:: ENTRIES PROVIDED ::
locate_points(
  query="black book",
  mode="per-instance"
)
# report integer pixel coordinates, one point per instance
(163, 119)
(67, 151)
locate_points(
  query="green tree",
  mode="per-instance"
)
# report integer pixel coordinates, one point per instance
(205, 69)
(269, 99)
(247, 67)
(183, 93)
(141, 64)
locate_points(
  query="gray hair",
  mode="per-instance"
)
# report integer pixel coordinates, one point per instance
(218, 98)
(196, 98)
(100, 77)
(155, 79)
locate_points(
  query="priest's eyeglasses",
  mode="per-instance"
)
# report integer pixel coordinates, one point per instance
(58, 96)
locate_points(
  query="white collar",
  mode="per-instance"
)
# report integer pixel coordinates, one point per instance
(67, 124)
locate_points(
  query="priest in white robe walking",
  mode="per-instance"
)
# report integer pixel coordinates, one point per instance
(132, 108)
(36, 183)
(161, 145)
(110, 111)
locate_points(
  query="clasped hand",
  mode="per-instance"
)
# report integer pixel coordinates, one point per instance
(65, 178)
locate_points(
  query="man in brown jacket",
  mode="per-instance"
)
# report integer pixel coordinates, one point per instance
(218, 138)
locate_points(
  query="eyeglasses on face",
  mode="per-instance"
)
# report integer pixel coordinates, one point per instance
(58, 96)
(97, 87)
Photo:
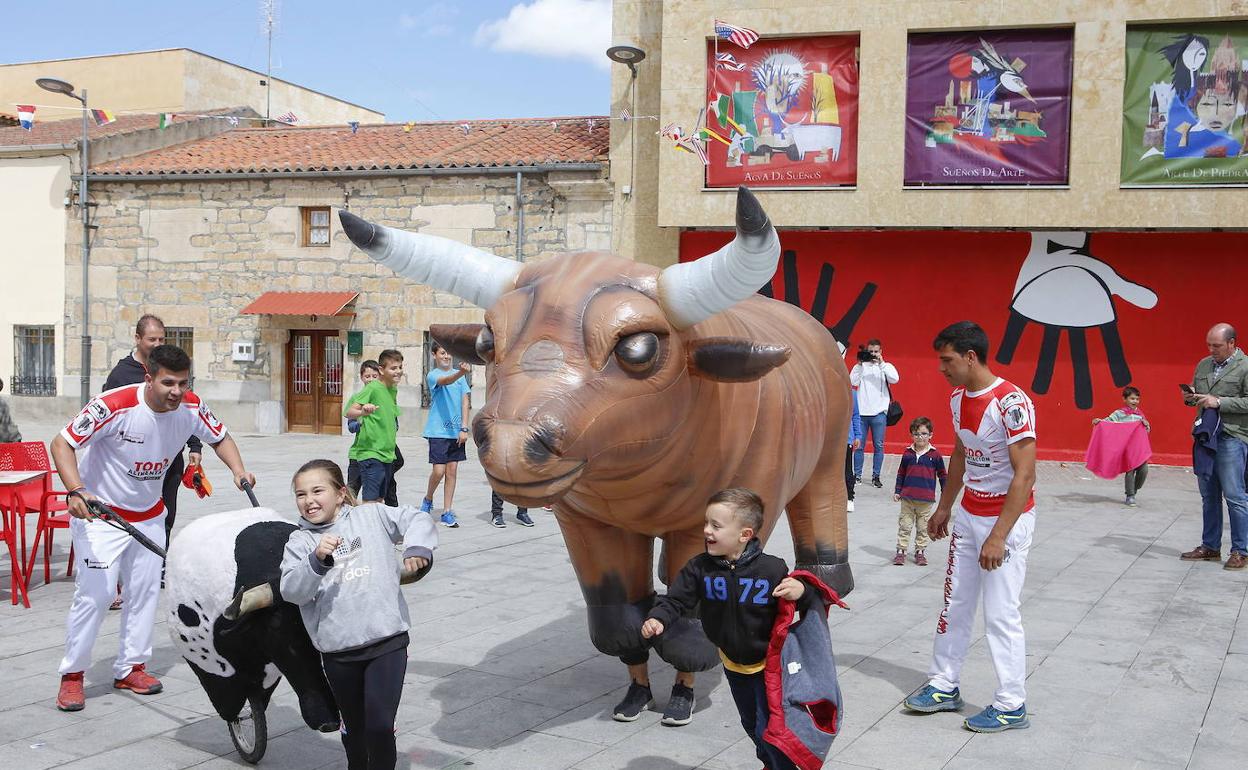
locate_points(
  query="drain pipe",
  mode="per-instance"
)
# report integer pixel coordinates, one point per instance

:: PROBLEM DETAILS ::
Copy all of the rows above word for word, but leave out the pictures.

:: WRITTEN ANSWER ::
locate_points(
  query="black book",
  mode="per-instance"
)
# report integer pixel coordinates, one point per instance
(163, 119)
(67, 151)
locate_points(
  query="green tree",
  mode="per-instance"
)
# report integer pixel coordinates, one point per instance
(205, 69)
(269, 99)
(247, 67)
(183, 93)
(141, 64)
locate_points(
  query="gray hair",
  mode="per-instance"
)
# report integer pixel coordinates, one point per instance
(218, 98)
(196, 98)
(100, 77)
(155, 79)
locate_points(
  query="priest's eyeglasses",
  mode="per-instance"
)
# report integer pixel coordinates, one point per instance
(58, 96)
locate_points(
  query="white collar",
  mode="per-instance"
)
# report integer pixel coordinates, one point per instance
(67, 124)
locate_points(
  query="priest in white robe walking",
  mode="per-instance"
)
# report integer pixel coordinates, one point per instance
(132, 108)
(36, 183)
(161, 145)
(110, 111)
locate_points(
  query="clasped hand",
  mode="per-instance"
)
# report integer pixel coordinates, one point per instance
(65, 178)
locate_points(
  query="man in brown jacket",
  mode="per-instance"
)
# report integer pixel coordinates, one point per instance
(218, 138)
locate_points(
  query="eyeglasses on face",
  mode="per-instance"
)
# report integer pixel coordinates, one point per instance
(58, 96)
(97, 87)
Photo:
locate_points(
  query="drain pipe",
  mode="per-instance"
)
# report integer pixel coordinates, one point per instance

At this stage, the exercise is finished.